What you are asked to do: Pick every line from the data below that contains the string "Target" and copy it.
☆ ☆ ☆ ☆ ☆
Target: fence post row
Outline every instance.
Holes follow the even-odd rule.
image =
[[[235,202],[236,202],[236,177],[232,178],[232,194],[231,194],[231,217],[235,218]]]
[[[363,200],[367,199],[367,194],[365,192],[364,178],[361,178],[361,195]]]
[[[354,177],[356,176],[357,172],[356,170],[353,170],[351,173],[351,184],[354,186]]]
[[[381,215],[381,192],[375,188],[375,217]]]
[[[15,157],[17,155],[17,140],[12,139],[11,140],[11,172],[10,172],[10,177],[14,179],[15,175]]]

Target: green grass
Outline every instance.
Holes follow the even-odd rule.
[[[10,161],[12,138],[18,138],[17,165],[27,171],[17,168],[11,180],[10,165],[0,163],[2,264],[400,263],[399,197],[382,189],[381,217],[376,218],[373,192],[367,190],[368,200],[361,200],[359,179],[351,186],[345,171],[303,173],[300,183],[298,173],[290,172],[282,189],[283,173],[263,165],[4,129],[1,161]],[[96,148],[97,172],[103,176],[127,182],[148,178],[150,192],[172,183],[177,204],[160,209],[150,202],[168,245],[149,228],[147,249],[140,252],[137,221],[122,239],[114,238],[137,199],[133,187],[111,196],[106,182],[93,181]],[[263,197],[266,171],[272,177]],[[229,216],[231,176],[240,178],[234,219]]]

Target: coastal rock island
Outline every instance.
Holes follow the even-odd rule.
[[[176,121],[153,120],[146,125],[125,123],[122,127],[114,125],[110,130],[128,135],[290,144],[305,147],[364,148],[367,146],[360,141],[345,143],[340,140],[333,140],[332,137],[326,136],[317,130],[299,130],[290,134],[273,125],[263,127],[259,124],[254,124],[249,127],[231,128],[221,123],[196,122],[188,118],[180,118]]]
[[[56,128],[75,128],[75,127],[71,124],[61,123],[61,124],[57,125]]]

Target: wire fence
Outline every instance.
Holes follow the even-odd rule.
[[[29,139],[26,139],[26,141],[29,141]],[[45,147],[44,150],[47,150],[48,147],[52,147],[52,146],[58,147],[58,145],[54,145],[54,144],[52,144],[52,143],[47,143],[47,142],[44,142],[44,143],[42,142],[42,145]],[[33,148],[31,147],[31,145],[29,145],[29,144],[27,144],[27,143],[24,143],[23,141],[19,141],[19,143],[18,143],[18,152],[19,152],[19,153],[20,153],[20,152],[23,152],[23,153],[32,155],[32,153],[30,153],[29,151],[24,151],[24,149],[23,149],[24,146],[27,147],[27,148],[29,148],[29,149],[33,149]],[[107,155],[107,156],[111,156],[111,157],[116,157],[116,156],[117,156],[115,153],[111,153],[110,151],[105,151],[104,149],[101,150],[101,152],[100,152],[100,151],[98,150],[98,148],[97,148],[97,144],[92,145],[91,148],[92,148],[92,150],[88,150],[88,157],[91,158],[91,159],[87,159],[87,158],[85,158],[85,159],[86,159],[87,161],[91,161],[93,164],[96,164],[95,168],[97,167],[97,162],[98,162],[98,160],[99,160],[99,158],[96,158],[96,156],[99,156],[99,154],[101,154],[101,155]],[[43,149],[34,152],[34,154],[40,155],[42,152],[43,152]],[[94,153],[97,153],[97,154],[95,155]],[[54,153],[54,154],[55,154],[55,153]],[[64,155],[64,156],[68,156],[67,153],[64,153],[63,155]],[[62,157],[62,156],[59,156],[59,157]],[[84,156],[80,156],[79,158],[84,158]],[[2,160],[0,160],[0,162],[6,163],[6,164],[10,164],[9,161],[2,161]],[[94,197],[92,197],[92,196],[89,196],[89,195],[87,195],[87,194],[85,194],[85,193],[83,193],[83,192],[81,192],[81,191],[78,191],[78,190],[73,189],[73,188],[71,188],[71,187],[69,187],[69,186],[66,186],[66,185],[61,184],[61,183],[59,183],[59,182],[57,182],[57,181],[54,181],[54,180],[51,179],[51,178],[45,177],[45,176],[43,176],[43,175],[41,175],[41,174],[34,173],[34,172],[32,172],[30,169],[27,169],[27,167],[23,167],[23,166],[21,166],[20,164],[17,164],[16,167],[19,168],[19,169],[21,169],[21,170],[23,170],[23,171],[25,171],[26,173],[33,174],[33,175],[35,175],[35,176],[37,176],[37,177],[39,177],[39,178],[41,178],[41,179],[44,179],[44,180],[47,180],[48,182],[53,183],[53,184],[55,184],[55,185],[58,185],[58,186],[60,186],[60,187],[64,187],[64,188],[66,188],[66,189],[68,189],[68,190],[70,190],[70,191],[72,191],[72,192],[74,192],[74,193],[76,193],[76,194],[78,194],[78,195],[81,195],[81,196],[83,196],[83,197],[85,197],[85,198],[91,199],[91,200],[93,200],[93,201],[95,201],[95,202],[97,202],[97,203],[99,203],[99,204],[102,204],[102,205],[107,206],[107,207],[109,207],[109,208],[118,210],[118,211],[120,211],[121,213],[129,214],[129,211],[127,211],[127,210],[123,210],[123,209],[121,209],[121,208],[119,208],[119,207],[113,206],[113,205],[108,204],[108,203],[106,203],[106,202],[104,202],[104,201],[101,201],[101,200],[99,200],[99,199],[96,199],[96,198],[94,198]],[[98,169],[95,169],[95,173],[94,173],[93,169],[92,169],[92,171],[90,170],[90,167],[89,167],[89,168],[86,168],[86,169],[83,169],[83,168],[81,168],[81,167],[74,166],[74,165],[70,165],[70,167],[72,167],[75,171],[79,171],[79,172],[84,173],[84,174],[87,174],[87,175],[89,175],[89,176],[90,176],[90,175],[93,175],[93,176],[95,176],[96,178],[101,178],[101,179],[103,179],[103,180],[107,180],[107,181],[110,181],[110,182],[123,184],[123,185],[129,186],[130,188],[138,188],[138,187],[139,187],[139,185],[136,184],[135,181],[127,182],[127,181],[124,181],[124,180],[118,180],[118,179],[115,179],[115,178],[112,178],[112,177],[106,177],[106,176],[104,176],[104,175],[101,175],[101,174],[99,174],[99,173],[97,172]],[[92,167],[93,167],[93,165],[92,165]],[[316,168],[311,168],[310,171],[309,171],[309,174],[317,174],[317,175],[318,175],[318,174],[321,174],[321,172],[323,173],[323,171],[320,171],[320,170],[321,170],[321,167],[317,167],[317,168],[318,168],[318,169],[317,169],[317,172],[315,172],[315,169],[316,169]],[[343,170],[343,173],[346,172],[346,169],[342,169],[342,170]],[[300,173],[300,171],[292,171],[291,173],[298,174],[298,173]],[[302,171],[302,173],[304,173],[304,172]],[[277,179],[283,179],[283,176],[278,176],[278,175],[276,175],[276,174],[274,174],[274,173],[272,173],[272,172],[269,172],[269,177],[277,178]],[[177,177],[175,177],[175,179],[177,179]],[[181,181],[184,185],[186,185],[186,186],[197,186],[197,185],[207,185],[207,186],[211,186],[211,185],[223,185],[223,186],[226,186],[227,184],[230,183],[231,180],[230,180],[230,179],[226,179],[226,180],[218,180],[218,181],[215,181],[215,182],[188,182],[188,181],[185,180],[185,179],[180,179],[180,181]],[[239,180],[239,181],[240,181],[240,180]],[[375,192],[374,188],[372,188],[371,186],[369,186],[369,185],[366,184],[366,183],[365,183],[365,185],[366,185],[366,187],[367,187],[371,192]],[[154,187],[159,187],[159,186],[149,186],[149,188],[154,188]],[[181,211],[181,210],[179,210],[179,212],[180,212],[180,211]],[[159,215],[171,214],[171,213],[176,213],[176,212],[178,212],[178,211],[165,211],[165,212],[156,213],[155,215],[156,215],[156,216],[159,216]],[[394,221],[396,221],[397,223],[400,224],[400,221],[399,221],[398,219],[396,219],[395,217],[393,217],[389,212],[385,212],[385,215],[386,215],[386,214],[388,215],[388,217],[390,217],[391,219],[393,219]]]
☆ ☆ ☆ ☆ ☆
Task output:
Target: fence post row
Target: green grass
Target: coastal rock island
Target: wire fence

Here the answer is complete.